WORK INSTRUCTIONS ▸ Transcribe the whole listing without a single picture.
***
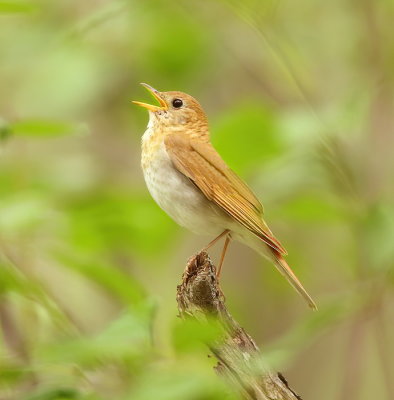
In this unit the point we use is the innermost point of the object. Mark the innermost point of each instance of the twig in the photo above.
(239, 359)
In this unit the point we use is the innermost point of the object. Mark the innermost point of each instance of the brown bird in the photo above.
(189, 180)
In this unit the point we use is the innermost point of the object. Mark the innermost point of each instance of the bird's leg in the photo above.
(210, 244)
(226, 243)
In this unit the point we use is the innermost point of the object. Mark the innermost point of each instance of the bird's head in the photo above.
***
ANSWER AREA ▸
In this unit the point we use is the innermost point of the object. Mark the innermost point of each instance of the twig in the photo above.
(239, 359)
In this unit the point we use is the innermost point of the object. Mark the innermost point of each instance of the brown bird in the photo above.
(189, 180)
In this unit the point we use is the innermost point of the object. Mark the innermost point of each instance of the bird's leg in the photo above.
(210, 244)
(226, 243)
In this unit the point we use is the innermost point of the object. Mark the innermost point of each instance of the bird's head in the photo above.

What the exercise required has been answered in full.